EXERCISE A:
In the text on the Rabin-Karp algorithm, what three steps does the recurrence for t_{s+1} perform?
EXERCISE B:
Please extend the text on the Rabin-Karp algorithm, picking up after its final sentence.

** START TEXT SEGMENT **

Proposed by Rabin and Karp, this algorithm uses hashing to speed up string matching. It performs well in practice and generalizes to related problems (e.g., two-dimensional pattern matching).

Core Idea

Treat each string of m characters as a number and use modular arithmetic to compare pattern and text windows efficiently.

• Assume Σ = {0, 1, ..., 9} (each character is a decimal digit; in general, use radix d = |Σ|)
• Let p = decimal value of P[1..m]
• Let t_s = decimal value of T[s+1..s+m] for s = 0, 1, ..., n − m
• t_s = p if and only if T[s+1..s+m] = P[1..m] — i.e., s is a valid shift iff t_s = p

Computing Hash Values Efficiently

Computing p using Horner's rule in Θ(m) time:

p = P[m] + 10(P[m−1] + 10(P[m−2] + ··· + 10(P[2] + 10·P[1])···))

Computing t₀ from T[1..m] similarly in Θ(m) time.

Recurrence for remaining values — compute t_{s+1} from t_s in constant time:

t_{s+1} = 10·(t_s − 10^{m−1} · T[s+1]) + T[s+m+1]

This removes the high-order digit, shifts left, and adds the new low-order digit.

** END TEXT SEGMENT **
** START SUPPLIED DATA **

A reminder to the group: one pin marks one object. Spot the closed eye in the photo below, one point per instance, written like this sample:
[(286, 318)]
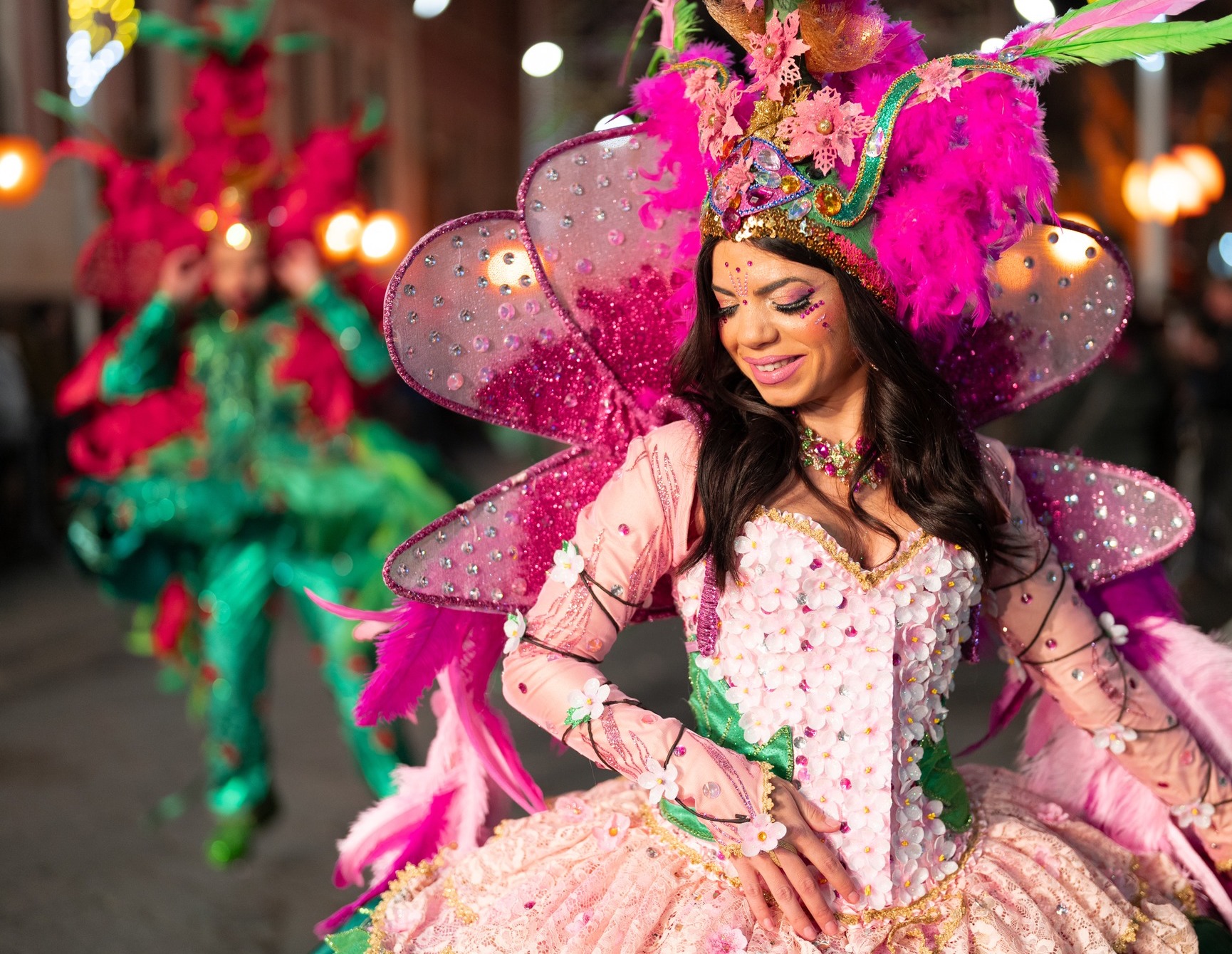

** END SUPPLIED DATA **

ANSWER A:
It removes the high-order digit, shifts left, and adds the new low-order digit.

ANSWER B:
Example: if m = 5 and t_s = 31415, removing high-order digit 3 and adding new digit 2:

t_{s+1} = 10·(31415 − 10000·3) + 2 = 14152

The Modular Arithmetic Approach

Problem: p and t_s may be too large for single-precision arithmetic.

Solution: compute everything modulo q (a suitable prime):

t_{s+1} = (d·(t_s − T[s+1]·h) + T[s+m+1]) mod q

where h ≡ d^{m−1} (mod q) is the value of the high-order digit position.

• Choose q as a prime such that d·q fits in one computer word
• If t_s ≢ p (mod q), then t_s ≠ p — shift s is definitely invalid
• If t_s ≡ p (mod q), we have a hit — but it could be a spurious hit
• On a hit, explicitly verify P[1..m] = T[s+1..s+m]

Algorithm

RABIN-KARP-MATCHER(T, P, d, q)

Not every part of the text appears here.